§ SELECTED PASSAGE
= = = =

The University of Texas MD Anderson Cancer Center UTHealth Graduate School of Biomedical Sciences Dissertations and Theses (Open Access)
THE ROLE OF GLUTAMINE AND MEVALONATE PATHWAY IN AFFECTING THE STEMNESS AND VIABILITY OF GLIOBLASTOMA STEM CELLS
Date of Graduation
Doctor of Philosophy (PhD)
Glioblastoma (GBM) remains the deadliest form of brain tumors. The poor prognosis of glioblastoma patients is associated with a high rate of relapse after therapy. It has been suggested that the presence of cancer stem cells, which are relatively resistant to radiation and chemotherapy, may play a significant role in the recurrence of brain tumor. Understanding the biological property of glioblastoma stem cells is important to develop effective therapeutic strategies for glioblastoma. In vitro, glioblastoma stem cells cultured in serum-free medium form self-renewing neurospheres, express the neural stem marker CD133, and are highly tumorigenic. On the other hand, in the presence of fetal bovine serum (FBS), the glioblastoma stem cells undergo differentiation.

= = = =

§ TASKS
1) Answer these questions from the abstract on glioblastoma stem cells:
(a) What degree does the abstract's header list?
(b) Which neural stem marker do glioblastoma stem cells cultured in serum-free medium express?
(c) What happens to glioblastoma stem cells in the presence of fetal bovine serum?
2) Continue the abstract on glioblastoma stem cells, starting after its final sentence about fetal bovine serum.
The listing that follows is separate material and has no connection to the abstract on glioblastoma stem cells.

= = = =

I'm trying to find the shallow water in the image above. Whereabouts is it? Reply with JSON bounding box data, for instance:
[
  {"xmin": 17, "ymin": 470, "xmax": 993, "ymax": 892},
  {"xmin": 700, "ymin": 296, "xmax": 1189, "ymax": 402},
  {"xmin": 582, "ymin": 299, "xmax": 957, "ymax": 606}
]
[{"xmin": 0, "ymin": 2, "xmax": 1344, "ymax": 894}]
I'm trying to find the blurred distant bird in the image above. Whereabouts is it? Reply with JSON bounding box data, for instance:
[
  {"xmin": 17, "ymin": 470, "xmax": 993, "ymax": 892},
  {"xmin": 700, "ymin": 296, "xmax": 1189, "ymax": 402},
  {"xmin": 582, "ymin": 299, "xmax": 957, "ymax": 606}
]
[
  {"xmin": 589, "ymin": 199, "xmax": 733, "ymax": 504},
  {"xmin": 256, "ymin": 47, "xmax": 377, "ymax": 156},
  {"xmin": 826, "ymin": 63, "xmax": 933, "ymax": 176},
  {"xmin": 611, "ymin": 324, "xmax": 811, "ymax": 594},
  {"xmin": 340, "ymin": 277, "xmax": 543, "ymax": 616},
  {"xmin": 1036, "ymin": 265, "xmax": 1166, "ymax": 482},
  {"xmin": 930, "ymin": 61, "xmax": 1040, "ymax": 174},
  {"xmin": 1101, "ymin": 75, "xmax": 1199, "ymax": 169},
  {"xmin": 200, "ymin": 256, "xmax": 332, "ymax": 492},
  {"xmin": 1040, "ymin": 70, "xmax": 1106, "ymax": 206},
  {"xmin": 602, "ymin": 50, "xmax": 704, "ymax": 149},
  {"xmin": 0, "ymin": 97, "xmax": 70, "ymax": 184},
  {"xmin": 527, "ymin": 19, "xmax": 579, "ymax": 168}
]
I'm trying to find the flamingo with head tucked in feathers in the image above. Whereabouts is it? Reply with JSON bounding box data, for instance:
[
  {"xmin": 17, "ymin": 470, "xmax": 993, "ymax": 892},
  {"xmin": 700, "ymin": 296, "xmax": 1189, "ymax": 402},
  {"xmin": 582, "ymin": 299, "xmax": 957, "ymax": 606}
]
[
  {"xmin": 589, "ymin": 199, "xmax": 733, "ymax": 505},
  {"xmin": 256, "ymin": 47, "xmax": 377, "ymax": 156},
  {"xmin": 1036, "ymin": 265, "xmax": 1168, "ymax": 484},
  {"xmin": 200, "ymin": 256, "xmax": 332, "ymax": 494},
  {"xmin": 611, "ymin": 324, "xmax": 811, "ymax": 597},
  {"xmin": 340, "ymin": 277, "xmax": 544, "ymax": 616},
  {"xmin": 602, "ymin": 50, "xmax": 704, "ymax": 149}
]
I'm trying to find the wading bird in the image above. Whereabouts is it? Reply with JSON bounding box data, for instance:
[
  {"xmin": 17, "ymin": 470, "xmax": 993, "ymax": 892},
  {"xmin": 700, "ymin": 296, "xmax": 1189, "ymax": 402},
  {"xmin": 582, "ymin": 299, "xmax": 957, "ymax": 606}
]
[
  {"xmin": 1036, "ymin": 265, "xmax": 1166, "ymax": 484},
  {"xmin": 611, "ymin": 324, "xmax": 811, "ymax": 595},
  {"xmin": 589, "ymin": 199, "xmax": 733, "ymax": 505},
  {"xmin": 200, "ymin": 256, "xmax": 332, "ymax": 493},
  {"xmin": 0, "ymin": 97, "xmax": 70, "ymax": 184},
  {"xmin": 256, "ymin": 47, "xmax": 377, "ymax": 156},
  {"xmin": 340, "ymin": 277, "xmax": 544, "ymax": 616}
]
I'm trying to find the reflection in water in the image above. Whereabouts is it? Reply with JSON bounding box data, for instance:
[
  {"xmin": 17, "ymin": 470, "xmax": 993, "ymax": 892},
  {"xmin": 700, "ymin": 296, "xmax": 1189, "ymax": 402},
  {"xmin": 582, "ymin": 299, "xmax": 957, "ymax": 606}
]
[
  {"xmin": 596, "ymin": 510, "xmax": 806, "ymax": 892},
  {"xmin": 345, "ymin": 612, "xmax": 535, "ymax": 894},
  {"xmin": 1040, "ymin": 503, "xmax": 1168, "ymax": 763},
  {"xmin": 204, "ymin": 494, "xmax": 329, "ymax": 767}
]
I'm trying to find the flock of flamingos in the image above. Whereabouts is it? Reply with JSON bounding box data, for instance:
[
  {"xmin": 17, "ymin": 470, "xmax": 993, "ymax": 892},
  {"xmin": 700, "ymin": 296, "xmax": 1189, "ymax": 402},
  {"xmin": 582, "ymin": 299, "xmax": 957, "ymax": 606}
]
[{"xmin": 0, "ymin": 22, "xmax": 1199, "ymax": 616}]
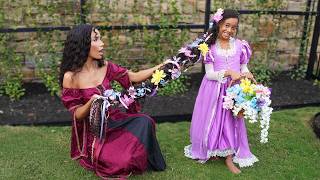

= = = =

§ ANSWERS BELOW
1)
(a) Doctor of Philosophy (PhD).
(b) CD133.
(c) They undergo differentiation.

2)
In this study we used glioblastoma stem cells, GSC11 and GSC23, previously isolated from glioblastoma patients and expressed stem cell markers CD133, Olig2 and SOX2, to explore their bioenergetics by monitoring the oxygen consumption as an indication of mitochondrial respiration cultured in serum-free medium in comparison with that incubated in medium containing FBS. We found that GSC11 and GSC23 stem cells exhibited low mitochondrial respiration when cultured in stem cell medium. Upon exposure to FBS mitochondrial respiration increased significantly. Metabolic changes were also observed. Furthermore, we found that glutamine uptake was higher in GBM stem cells compared with FBS induced cells. Additionally, treatment of the cells with Compound 968, a glutaminase inhibitor, depleted the cells from the CD133 marker, slowed proliferation and limited growth on soft agar. Moreover, GBM stem cells showed an increase in the expression of genes related to the mevalonate pathway. We also found that simvastatin, an inhibitor of the mevalonate pathway, induced GBM stem cells death.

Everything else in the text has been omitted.